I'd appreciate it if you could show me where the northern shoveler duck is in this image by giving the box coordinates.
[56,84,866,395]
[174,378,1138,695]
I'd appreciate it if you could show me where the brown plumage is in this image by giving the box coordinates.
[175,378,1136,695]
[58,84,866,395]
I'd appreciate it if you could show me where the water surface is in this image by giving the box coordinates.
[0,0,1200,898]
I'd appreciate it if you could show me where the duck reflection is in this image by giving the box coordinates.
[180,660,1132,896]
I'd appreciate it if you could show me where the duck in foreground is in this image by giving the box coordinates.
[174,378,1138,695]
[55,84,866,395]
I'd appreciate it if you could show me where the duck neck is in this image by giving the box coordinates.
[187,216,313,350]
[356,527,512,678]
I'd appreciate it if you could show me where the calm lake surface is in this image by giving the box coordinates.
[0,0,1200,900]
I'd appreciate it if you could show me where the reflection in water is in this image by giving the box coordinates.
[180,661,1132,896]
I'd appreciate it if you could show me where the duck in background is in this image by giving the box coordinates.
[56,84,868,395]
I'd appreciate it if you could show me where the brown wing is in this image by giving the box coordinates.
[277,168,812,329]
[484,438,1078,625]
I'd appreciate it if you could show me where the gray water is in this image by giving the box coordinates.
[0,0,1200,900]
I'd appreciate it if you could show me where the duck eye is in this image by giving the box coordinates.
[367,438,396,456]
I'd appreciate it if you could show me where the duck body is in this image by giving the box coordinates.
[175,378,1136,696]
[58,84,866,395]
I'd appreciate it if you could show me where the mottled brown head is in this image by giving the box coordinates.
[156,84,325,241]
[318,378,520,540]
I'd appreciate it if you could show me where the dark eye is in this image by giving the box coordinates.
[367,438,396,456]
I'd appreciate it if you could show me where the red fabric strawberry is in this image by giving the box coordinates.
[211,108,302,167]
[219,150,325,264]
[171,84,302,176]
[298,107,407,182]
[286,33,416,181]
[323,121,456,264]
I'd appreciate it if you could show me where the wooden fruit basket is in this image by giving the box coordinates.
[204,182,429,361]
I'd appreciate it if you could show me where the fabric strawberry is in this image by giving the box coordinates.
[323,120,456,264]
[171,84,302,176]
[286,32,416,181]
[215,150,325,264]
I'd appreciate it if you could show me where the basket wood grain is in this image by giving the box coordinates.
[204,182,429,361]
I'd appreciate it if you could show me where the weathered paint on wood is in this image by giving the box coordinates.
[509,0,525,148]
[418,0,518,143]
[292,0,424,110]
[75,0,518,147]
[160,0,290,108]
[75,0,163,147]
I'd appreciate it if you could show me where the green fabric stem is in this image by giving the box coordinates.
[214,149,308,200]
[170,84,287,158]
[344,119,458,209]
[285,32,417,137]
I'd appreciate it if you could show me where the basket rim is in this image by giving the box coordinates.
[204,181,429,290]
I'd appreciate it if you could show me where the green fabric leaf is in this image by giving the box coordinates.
__________________________________________________
● **REQUIREMENT**: Count the lines in the data above that contain the word "duck", and reply with only that number.

● **EXPECTED ANSWER**: 7